It’s only been open for about four months, but the Painted Table in Logan feels like it’s been around four years, or maybe 40. The food and service there is so spot-on it’s hard to believe that this fine, fine restaurant is a newbie.
But before you turn the page, let me remind you that Logan is really not that far away. It’s an easy two-hour drive from Salt Lake City. Sure, gas prices are high. But this is a trip well worth making.
I could go into a lot of detail about chef/owner Nelson Swett’s pedigree. But I’d rather tell you about his food. It’s astonishingly good. And I don’t mean good for Logan. I mean good, period. If the Painted Table were in Salt Lake City or Park City, I’d eat there weekly.
The vibrant but classy colors on the Painted Table sign out front draw you in. And yet, according to Swett, the linens throw some people. Linens in Logan? Yep'there are crisp white tablecloths on each of the dozen-or-so dining spots at the Painted Table. It’s a small place, about the size of Caffe Molise before it expanded'the perfect size, in fact, for a top-notch chef to strut his stuff.
Like the restaurant, the wine list is small. Because a place this size can’t have an elaborate wine cellar, you might want to bring along that bottle of something special you’ve been saving for a perfect meal. Begin with the mussels ($10.95). Swett grills them so they have a delectable charred flavor. But amazingly, they are plump, tender and not overcooked, no easy feat to accomplish when grilling mollusks. The mussels are absolutely spectacular all by themselves, but dipping them in Swett’s orange-chipotle aioli will cause you to think lusty thoughts.

◆ Data supplied:
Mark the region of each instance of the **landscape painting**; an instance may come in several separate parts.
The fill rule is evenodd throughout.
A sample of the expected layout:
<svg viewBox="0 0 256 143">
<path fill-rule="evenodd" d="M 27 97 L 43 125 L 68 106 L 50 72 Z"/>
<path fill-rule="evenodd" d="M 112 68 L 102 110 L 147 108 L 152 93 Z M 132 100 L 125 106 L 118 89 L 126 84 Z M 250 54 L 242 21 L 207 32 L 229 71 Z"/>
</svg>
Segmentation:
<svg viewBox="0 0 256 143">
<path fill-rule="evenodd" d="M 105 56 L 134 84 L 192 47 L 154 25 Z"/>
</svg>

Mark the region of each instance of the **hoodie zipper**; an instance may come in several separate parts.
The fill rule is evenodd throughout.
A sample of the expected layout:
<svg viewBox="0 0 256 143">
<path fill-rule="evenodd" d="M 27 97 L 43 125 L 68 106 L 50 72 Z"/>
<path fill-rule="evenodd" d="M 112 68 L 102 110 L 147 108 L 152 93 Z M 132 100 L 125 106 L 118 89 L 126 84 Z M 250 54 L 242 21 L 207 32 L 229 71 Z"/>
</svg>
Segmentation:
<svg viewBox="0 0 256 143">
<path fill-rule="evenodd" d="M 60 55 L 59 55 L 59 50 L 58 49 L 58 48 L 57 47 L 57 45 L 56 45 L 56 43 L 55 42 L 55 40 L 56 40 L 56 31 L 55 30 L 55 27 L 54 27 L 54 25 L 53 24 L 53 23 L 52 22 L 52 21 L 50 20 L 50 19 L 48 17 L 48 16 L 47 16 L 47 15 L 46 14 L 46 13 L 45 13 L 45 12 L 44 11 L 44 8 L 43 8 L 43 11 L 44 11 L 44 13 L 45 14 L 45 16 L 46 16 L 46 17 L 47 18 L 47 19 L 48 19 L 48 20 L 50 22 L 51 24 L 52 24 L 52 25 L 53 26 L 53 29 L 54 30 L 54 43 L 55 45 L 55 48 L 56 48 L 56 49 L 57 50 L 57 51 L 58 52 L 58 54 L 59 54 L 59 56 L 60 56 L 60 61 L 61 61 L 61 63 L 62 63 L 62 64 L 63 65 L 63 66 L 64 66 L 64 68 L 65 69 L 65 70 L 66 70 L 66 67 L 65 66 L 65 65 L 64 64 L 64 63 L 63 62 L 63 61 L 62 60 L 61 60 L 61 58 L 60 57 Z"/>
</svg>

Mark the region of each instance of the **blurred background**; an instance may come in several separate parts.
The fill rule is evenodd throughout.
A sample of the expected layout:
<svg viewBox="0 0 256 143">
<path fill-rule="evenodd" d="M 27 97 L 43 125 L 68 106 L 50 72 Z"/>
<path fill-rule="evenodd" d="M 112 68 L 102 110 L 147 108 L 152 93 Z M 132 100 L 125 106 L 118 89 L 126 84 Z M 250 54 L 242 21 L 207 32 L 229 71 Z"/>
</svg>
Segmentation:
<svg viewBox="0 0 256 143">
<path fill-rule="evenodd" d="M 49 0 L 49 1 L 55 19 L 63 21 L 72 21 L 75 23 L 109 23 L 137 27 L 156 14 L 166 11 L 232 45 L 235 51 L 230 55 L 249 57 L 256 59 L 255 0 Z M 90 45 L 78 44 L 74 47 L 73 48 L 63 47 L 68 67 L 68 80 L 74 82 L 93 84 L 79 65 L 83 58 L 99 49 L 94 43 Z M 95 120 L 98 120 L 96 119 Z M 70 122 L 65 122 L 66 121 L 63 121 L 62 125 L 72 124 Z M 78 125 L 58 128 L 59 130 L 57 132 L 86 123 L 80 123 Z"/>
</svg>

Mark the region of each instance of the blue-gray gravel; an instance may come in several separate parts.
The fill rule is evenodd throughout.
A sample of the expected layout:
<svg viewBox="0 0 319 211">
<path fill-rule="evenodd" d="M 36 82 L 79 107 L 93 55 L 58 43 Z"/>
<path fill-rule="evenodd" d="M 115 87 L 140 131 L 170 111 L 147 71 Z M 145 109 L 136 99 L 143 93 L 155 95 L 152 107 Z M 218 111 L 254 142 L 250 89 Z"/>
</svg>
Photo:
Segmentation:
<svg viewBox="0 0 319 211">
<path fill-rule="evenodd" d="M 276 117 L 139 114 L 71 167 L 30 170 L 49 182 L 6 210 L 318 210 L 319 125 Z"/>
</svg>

◆ Work instructions:
(A) Please reproduce the Painted Table review from "It’s only been" up to and including "eat there weekly.".
(B) Pick up the Painted Table review at the point where it ends and continue writing it.

◆ Task responses:
(A)
It’s only been open for about four months, but the Painted Table in Logan feels like it’s been around four years, or maybe 40. The food and service there is so spot-on it’s hard to believe that this fine, fine restaurant is a newbie.
But before you turn the page, let me remind you that Logan is really not that far away. It’s an easy two-hour drive from Salt Lake City. Sure, gas prices are high. But this is a trip well worth making.
I could go into a lot of detail about chef/owner Nelson Swett’s pedigree. But I’d rather tell you about his food. It’s astonishingly good. And I don’t mean good for Logan. I mean good, period. If the Painted Table were in Salt Lake City or Park City, I’d eat there weekly.

(B)
And why not? The Painted Table is perfect for romance: tiny, quiet, intimate. There should be one on every block. That’s especially true if you’re lucky enough to get a young server like Graham. This kid looks like he should have a paper route or be mowing lawns to supplement his allowance, but the youthful looks are deceiving. This guy could work in any restaurant, anywhere. He’s that good.
So tell Graham that you’d also like a bowl of roasted winter squash-apple cider soup ($6.95). I know of only one chef in northern Utah with the chutzpah to serve soup with toasted pumpkin seeds, pie spice crème fraiche and a kiss of pumpkin-seed oil. And it comes to your table looking like a piece of edible art, as indeed do all of Swett’s culinary creations.
Swett believes in the “fresh and close” method of food procurement. So the grapes in his “hearty fall greens” salad are from nearby. The bread, which you will eat until there are no crumbs left at all, is from Logan’s Crumb Brothers'the best bread bakers in Utah. Swett supports his local food artisans, and the payoff is clean, fresh, wholesome flavor in every single dish.
If there’s roasted chicken on the menu in a restaurant, I always order it. My thinking is that this is a baseline dish; if the chef can’t cook a decent chicken, then I’m not much interested in the rest of his or her menu. And yet, there are very few good restaurant chickens to be had in Utah. The best of them is, you guessed it, at the Painted Table. It comes to the table as pretty as a picture: a succulent free-range spit-roasted half bird ($11.95) perched atop the best buttermilk whipped potatoes you might ever get your lips around. To the side of the sensational spuds are wilted greens (which my companion generally hates but loved at the Painted Table) and the whole thing is surrounded by delicious cider-mushroom jus. Did you happen to catch the price? For $11.95 I felt like I was committing a felony!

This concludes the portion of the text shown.